▸ **Problem requirements**
Copy the records below word for word, from the line that contains "the dog's mouth" through the end of the records, inclusive.

((

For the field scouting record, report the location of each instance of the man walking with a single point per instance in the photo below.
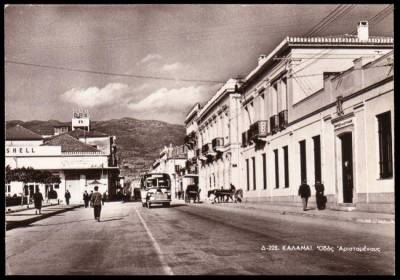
(67, 197)
(86, 199)
(319, 195)
(96, 201)
(304, 193)
(37, 200)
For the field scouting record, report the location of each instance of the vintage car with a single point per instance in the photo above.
(155, 188)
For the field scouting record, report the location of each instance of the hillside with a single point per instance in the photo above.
(138, 141)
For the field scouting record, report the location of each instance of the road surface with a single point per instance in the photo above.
(196, 239)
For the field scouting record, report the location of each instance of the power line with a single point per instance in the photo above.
(341, 14)
(168, 37)
(109, 73)
(339, 11)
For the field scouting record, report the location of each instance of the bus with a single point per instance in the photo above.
(155, 188)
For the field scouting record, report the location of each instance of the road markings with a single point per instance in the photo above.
(164, 265)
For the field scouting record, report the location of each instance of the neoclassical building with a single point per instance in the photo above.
(314, 109)
(218, 139)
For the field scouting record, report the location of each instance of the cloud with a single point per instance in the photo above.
(150, 57)
(171, 99)
(91, 97)
(172, 67)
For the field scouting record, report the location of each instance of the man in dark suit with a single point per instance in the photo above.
(304, 193)
(96, 201)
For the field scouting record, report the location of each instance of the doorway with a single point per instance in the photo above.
(347, 167)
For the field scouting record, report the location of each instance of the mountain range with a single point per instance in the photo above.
(138, 141)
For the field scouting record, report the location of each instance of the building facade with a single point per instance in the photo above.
(173, 162)
(81, 163)
(218, 139)
(314, 109)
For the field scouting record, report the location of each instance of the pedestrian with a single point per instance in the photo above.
(86, 199)
(90, 197)
(37, 200)
(104, 198)
(67, 196)
(304, 193)
(319, 195)
(96, 203)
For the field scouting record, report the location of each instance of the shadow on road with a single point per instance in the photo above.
(109, 220)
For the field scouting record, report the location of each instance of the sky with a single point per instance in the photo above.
(182, 54)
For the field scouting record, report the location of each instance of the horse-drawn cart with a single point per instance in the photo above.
(192, 193)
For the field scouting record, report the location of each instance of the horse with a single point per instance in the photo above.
(238, 195)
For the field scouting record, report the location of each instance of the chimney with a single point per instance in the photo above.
(362, 31)
(261, 58)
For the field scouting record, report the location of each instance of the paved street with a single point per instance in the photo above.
(194, 239)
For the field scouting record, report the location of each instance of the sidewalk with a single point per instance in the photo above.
(352, 216)
(18, 208)
(24, 217)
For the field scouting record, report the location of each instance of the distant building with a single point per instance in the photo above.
(172, 161)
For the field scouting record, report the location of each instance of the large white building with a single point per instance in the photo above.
(172, 161)
(218, 139)
(81, 159)
(314, 109)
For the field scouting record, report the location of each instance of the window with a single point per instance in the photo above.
(274, 98)
(264, 171)
(214, 180)
(286, 165)
(385, 145)
(317, 158)
(91, 176)
(303, 166)
(262, 107)
(253, 159)
(276, 169)
(248, 174)
(284, 94)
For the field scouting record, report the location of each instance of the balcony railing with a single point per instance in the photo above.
(259, 129)
(245, 138)
(217, 143)
(207, 149)
(283, 119)
(274, 124)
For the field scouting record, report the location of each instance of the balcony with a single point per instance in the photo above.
(207, 150)
(245, 138)
(283, 119)
(217, 143)
(259, 130)
(274, 124)
(190, 140)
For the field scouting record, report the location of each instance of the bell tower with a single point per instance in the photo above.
(81, 119)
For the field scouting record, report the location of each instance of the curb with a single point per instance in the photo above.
(330, 217)
(14, 224)
(23, 209)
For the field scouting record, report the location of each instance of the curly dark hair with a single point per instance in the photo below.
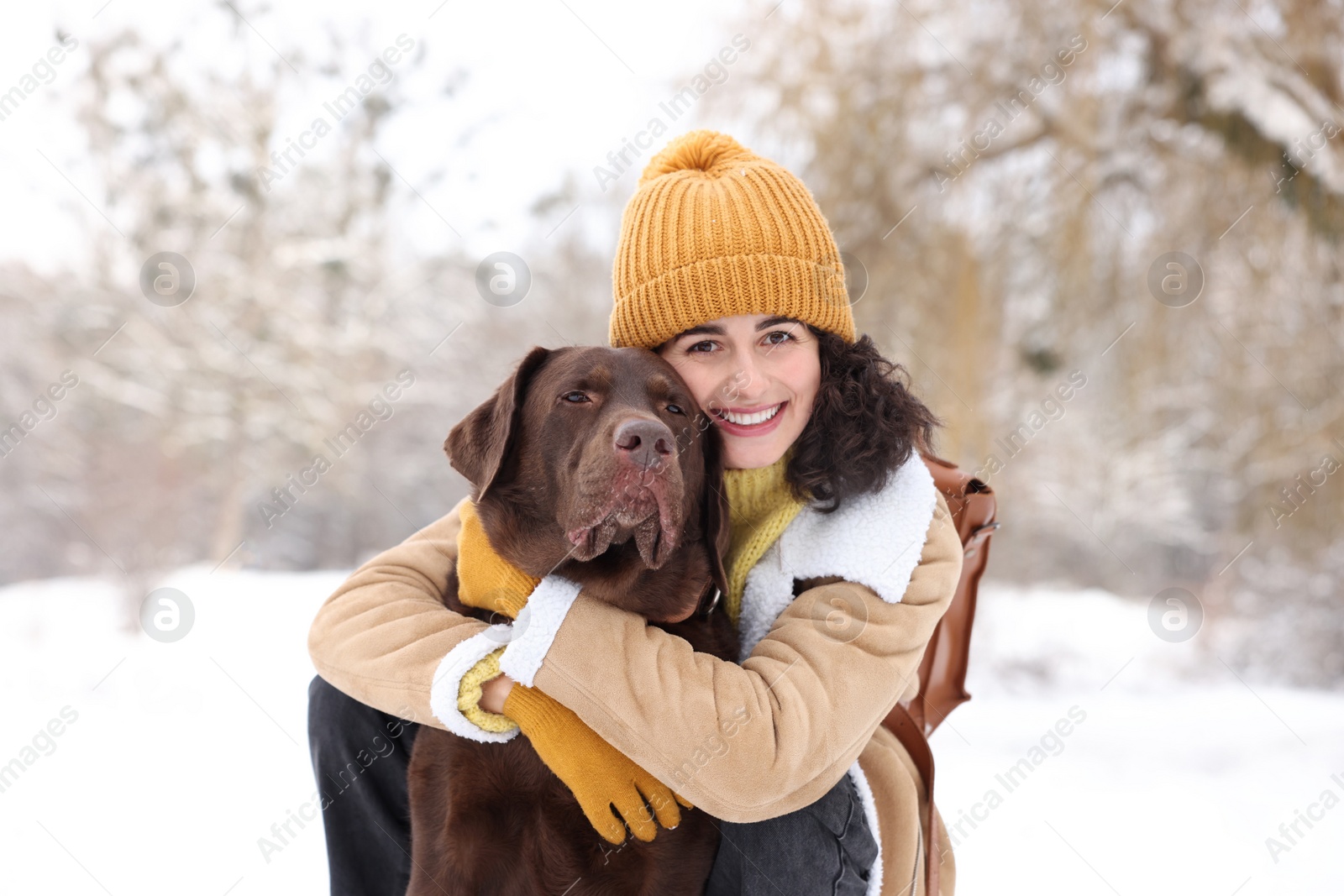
(864, 425)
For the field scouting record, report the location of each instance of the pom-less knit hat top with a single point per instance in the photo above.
(714, 231)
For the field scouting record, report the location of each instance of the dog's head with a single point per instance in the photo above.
(584, 450)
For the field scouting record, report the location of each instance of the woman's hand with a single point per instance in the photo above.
(597, 774)
(494, 694)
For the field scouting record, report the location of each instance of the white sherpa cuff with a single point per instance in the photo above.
(535, 627)
(448, 681)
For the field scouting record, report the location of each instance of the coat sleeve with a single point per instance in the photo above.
(754, 741)
(386, 638)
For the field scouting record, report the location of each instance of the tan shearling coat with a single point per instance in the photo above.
(823, 665)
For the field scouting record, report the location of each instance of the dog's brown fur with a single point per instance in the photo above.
(620, 493)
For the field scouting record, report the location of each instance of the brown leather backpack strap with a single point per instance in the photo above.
(911, 735)
(942, 671)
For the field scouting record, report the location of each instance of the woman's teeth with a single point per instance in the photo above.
(752, 419)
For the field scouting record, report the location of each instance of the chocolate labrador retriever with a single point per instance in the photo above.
(598, 465)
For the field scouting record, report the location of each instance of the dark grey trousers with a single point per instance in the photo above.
(360, 757)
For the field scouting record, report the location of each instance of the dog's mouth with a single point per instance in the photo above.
(638, 508)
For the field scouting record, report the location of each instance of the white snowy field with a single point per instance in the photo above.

))

▸ **Task answer**
For the field scouting record, report the location of each instance of the dog's mouth with a single point per instance in the photo above.
(638, 508)
For the field scouting record, report the location of each instance of the white snowy field with a single point per instance in the photo above.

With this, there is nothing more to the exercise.